Start of Source document
From the point of view of an individual peasant farmer in the Potato Famine, the issue was quite simple: "peak land". He suddenly needed a lot more land to be able to grow enough grain to feed his family. The land was not to be had, because he was competing with a great many other peasant farmers who also needed more land, as well as landlords who wanted to profit from export crops. If he and his friends had gotten together to use the same tactics that the Hutus used to get more land in the Rwandan genocide, the British army would have marched in and hanged them.

Would the Irish have been better off without the landlords? Certainly. Would there have been enough land to feed 8.5 million people on grain with 1840s technology? I don't know, and neither does Malcolm King. Even if it were theoretically possible, local elites can be grasping too, and the money was likely to be in the export crops. There might have also been a much larger population, because better nutrition would have led to better child survival and probably higher fertility rates.

It is simple to identify the sustainability problem, and the concept of a peak is quite legitimate. Where the complexity comes in, is with identifying the cultural and other causes, and knowing these things may help in finding a solution before Nature does it for you, as in 1840s Ireland. It doesn't mean that we throw up our hands and say that it is all too complex or that we can't talk about peak anything.

It is true that potatoes are harder to store than grain, although they freeze-dry them in the Andes. It is also true that the late blight could attack potatoes in storage as well as in the field, but this hardly matters if the crop has already been wiped out in the field and you haven't had a decent crop in years in any case.
End of Source document
### Written request A
Transcribe the records from the line with "A warehouse robotic arm needs to pick up the white dog." through the end of the records, leaving out the pictures.
The records have no connection to the text above them.
Start of Records for this task
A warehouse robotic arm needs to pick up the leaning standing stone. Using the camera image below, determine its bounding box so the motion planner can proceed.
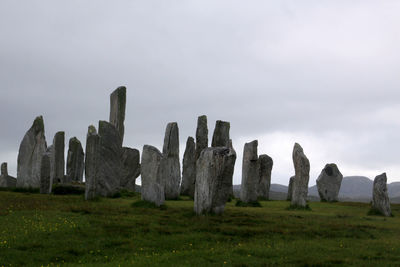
[160,122,181,199]
[317,164,343,202]
[194,147,236,215]
[141,145,165,207]
[291,143,310,208]
[110,86,126,143]
[181,137,196,198]
[372,173,392,217]
[17,116,47,188]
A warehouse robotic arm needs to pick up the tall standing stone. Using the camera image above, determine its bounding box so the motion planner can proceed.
[110,86,126,144]
[291,143,310,208]
[317,163,343,202]
[372,173,392,217]
[160,122,181,199]
[181,137,196,198]
[121,147,140,192]
[257,155,274,199]
[17,116,47,188]
[211,121,231,147]
[141,145,165,207]
[85,125,100,200]
[196,115,208,160]
[194,147,236,215]
[240,140,260,203]
[67,137,85,183]
[0,162,17,188]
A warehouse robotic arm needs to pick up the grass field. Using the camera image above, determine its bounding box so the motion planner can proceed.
[0,192,400,266]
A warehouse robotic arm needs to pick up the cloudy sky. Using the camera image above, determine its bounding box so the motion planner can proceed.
[0,0,400,185]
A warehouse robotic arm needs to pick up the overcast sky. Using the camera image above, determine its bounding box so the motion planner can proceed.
[0,0,400,185]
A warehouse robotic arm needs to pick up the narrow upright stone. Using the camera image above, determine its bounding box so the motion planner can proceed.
[317,164,343,202]
[67,137,85,183]
[211,121,231,147]
[257,155,274,199]
[240,140,260,203]
[141,145,165,207]
[181,137,196,198]
[291,143,310,208]
[17,116,47,188]
[121,147,140,192]
[160,122,181,199]
[196,115,208,160]
[110,86,126,144]
[194,147,236,215]
[372,173,392,217]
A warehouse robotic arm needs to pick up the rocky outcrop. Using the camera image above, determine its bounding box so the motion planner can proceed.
[291,143,310,208]
[181,137,196,198]
[110,86,126,144]
[17,116,47,188]
[372,173,392,216]
[159,122,181,199]
[194,147,236,215]
[121,147,140,192]
[211,121,231,147]
[0,162,17,188]
[67,137,85,183]
[317,163,343,202]
[141,145,165,207]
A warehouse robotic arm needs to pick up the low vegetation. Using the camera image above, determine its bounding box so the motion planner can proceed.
[0,191,400,266]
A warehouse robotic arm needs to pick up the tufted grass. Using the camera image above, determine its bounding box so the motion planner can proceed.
[0,192,400,266]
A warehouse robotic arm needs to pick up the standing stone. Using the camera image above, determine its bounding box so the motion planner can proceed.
[317,163,343,202]
[141,145,165,207]
[286,176,294,201]
[121,147,140,192]
[40,149,51,194]
[257,155,274,200]
[0,162,17,188]
[110,86,126,144]
[196,115,208,160]
[291,143,310,208]
[181,137,196,198]
[372,173,392,217]
[211,121,231,147]
[194,147,236,215]
[240,140,260,203]
[67,137,85,183]
[17,116,47,188]
[50,132,65,192]
[160,122,181,199]
[85,125,100,200]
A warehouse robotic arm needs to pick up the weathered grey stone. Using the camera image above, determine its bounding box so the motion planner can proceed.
[110,86,126,144]
[372,173,392,216]
[121,147,140,192]
[196,115,208,160]
[181,137,196,198]
[317,163,343,202]
[85,125,100,200]
[240,140,260,203]
[160,122,181,199]
[211,121,231,147]
[67,137,85,183]
[286,176,294,201]
[141,145,165,206]
[40,149,51,194]
[194,147,236,215]
[17,116,47,188]
[291,143,310,208]
[257,155,274,199]
[0,162,17,188]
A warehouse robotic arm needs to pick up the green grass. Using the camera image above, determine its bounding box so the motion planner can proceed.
[0,192,400,266]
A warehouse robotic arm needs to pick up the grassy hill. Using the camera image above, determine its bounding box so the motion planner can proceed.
[0,192,400,266]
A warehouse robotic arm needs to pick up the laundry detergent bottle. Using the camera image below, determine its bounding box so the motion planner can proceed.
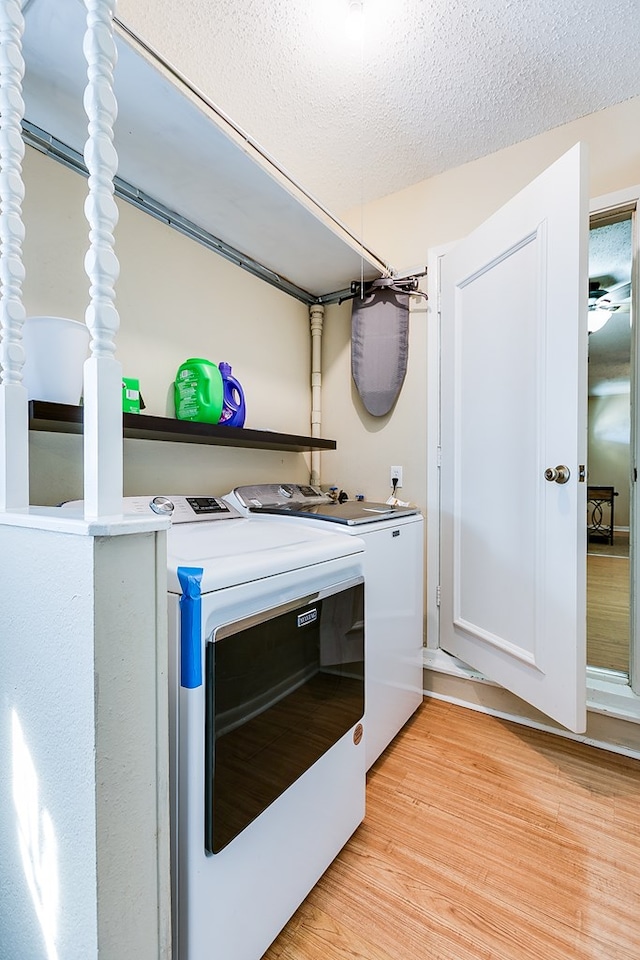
[218,361,246,427]
[174,357,223,423]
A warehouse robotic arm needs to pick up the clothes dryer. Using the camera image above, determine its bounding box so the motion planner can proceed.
[223,483,424,769]
[65,496,365,960]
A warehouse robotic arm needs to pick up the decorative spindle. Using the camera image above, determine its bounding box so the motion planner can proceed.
[83,0,122,517]
[0,0,29,510]
[83,0,120,357]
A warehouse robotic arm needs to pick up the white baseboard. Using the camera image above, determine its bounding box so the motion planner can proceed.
[423,649,640,759]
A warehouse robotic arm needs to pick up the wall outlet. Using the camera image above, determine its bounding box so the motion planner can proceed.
[389,467,402,490]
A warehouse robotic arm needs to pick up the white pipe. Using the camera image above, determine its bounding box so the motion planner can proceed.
[309,303,324,486]
[0,0,29,512]
[83,0,123,519]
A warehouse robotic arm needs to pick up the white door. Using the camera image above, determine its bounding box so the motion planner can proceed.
[440,144,588,732]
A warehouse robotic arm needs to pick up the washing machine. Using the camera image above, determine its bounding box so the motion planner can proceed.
[68,496,366,960]
[223,483,424,769]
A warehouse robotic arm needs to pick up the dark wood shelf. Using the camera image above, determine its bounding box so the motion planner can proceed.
[29,400,337,453]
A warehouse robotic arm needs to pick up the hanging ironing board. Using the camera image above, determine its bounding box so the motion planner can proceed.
[351,289,409,417]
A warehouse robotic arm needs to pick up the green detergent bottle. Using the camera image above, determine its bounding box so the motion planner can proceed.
[174,357,224,423]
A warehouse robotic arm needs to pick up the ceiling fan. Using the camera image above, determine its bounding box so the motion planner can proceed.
[588,280,631,333]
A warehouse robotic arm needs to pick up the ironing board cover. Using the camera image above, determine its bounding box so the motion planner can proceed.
[351,289,409,417]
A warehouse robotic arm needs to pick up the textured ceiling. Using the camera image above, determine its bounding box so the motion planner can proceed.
[117,0,640,213]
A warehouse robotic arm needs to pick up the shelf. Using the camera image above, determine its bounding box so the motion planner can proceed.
[29,400,336,453]
[22,0,391,303]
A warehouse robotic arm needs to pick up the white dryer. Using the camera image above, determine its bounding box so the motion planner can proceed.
[92,497,365,960]
[223,483,424,769]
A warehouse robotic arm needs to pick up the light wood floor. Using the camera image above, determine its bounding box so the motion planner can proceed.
[587,554,630,673]
[264,699,640,960]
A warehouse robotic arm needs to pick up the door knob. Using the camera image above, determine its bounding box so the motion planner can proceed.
[544,464,571,483]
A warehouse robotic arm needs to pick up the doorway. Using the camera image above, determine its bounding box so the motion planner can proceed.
[587,207,634,679]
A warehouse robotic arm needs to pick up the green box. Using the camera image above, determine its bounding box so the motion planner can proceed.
[122,377,140,413]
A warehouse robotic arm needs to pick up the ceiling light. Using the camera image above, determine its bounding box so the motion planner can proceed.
[587,308,613,333]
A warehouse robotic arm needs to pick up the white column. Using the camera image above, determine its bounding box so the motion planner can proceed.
[84,0,122,518]
[0,0,29,511]
[309,303,324,486]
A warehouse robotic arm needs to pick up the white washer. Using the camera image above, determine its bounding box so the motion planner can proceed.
[71,496,365,960]
[223,483,424,769]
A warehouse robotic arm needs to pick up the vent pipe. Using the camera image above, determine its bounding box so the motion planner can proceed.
[309,303,324,486]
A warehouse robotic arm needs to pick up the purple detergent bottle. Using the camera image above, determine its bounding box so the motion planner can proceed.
[218,361,246,427]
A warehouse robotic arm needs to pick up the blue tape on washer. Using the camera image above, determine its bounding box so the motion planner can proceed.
[178,567,203,690]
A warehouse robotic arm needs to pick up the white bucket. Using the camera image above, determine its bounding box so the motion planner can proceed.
[22,317,90,404]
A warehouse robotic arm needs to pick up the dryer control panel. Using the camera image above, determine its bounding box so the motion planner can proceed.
[61,495,242,523]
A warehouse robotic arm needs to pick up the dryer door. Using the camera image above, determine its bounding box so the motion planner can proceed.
[205,581,364,853]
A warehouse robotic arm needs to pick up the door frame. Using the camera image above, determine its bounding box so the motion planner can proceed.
[425,184,640,721]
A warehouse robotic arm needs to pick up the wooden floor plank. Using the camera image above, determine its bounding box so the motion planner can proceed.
[264,700,640,960]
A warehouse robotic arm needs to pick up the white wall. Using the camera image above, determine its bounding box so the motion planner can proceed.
[23,148,318,504]
[587,391,631,529]
[0,525,170,960]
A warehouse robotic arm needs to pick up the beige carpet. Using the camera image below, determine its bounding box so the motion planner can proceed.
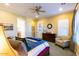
[49,42,75,56]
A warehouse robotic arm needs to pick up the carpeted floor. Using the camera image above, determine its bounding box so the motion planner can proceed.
[49,42,75,56]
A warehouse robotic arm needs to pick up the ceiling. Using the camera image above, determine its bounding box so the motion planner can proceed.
[0,3,76,18]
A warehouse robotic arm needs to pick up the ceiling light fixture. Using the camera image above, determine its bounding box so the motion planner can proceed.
[5,3,9,5]
[35,15,38,18]
[59,7,63,11]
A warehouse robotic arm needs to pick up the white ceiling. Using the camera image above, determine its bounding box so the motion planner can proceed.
[0,3,76,18]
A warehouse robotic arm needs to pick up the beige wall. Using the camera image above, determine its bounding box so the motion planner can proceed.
[0,10,24,37]
[35,12,73,39]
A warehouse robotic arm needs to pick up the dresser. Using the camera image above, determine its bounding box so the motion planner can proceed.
[42,33,56,43]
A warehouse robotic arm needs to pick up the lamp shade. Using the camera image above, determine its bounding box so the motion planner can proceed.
[0,24,17,56]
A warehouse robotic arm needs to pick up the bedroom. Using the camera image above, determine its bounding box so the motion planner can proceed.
[0,3,79,56]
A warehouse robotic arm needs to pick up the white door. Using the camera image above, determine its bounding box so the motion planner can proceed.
[17,18,26,38]
[36,21,43,38]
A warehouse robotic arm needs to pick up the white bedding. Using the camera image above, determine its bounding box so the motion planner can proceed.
[28,42,49,56]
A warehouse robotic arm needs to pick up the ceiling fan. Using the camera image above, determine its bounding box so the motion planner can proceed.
[30,6,46,15]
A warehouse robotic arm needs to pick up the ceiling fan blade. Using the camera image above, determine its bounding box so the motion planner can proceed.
[36,12,39,15]
[39,10,46,12]
[38,6,42,9]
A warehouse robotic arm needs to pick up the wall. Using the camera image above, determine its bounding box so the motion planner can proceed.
[38,12,73,39]
[0,10,23,37]
[26,18,36,37]
[74,4,79,56]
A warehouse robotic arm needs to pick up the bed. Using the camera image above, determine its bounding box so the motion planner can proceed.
[26,37,50,56]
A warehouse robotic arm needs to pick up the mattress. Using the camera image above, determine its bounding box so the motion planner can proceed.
[26,39,49,56]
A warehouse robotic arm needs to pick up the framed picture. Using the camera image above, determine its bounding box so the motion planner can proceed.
[3,23,13,31]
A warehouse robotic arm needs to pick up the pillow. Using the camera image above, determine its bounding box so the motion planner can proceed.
[8,39,21,50]
[9,39,28,56]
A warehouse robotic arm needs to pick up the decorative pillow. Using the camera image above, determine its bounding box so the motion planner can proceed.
[9,39,28,56]
[8,39,21,50]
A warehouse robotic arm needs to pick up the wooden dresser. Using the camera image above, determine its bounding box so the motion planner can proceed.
[42,33,56,43]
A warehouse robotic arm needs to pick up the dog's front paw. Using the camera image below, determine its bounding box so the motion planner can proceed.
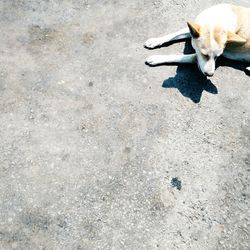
[144,38,161,49]
[146,55,162,66]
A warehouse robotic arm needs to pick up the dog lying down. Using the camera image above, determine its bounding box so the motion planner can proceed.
[144,4,250,77]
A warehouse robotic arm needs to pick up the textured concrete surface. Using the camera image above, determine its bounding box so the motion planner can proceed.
[0,0,250,250]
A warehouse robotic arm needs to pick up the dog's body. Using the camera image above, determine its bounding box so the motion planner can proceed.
[145,4,250,76]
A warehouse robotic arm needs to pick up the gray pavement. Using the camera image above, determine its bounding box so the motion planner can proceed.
[0,0,250,250]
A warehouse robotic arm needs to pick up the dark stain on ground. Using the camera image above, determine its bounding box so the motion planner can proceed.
[171,177,182,191]
[82,32,95,47]
[28,25,58,45]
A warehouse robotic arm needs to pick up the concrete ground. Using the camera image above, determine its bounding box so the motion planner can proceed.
[0,0,250,250]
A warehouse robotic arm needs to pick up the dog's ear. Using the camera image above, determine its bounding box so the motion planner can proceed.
[187,22,200,38]
[227,31,247,44]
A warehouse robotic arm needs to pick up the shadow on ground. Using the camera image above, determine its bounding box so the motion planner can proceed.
[146,40,247,103]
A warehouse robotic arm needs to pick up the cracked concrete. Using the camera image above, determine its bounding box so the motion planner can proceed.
[0,0,250,250]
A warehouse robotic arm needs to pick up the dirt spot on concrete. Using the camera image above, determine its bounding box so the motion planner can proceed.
[28,25,59,45]
[82,32,95,47]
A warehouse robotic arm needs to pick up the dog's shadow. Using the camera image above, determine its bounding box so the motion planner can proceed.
[148,39,247,103]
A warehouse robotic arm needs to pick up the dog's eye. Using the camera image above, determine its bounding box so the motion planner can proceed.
[202,54,210,60]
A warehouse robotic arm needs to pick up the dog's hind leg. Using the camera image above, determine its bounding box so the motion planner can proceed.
[144,28,191,49]
[146,54,197,66]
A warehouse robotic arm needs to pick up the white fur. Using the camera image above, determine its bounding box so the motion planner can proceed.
[145,4,250,76]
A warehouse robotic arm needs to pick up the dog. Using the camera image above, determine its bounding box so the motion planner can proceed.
[144,4,250,77]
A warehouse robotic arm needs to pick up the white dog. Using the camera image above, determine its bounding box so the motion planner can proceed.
[145,4,250,76]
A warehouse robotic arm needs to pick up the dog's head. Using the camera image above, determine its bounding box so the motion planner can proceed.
[187,22,246,76]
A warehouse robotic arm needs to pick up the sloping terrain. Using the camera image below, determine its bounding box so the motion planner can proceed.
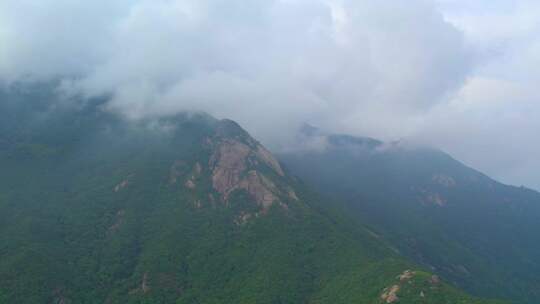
[281,127,540,303]
[0,86,502,304]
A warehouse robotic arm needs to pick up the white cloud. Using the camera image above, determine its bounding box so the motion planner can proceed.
[0,0,540,190]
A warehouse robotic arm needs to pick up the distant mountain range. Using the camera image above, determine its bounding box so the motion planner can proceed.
[280,126,540,303]
[0,86,524,304]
End of Records for this task
### Written request B
Copy the Potato Famine text word for word from "It is simple" to "in any case.".

### Full output A
A warehouse robotic arm needs to pick up the white dog. Using the camera image above, determine its bounding box so the motion planner can proceed.
[145,4,250,76]
A warehouse robotic arm needs to pick up the dog's head. Using the camera image above, determine its bounding box so the motion planner can proceed.
[187,22,246,76]
A warehouse robotic arm needs to pick up the sloping terrain. Using the camera image below, determine its bounding box so the motion planner can proceed.
[281,127,540,303]
[0,86,502,304]
A warehouse robotic arm needs to pick up the white cloud. Using the camera image above, determine its bounding box so the motion planner can proceed.
[0,0,540,190]
A warehouse robotic arm needs to pick up the distant mountain range. Using the camera image above, determine its bounding box so the motion planner can proceed.
[280,126,540,303]
[0,86,524,304]

### Full output B
It is simple to identify the sustainability problem, and the concept of a peak is quite legitimate. Where the complexity comes in, is with identifying the cultural and other causes, and knowing these things may help in finding a solution before Nature does it for you, as in 1840s Ireland. It doesn't mean that we throw up our hands and say that it is all too complex or that we can't talk about peak anything.

It is true that potatoes are harder to store than grain, although they freeze-dry them in the Andes. It is also true that the late blight could attack potatoes in storage as well as in the field, but this hardly matters if the crop has already been wiped out in the field and you haven't had a decent crop in years in any case.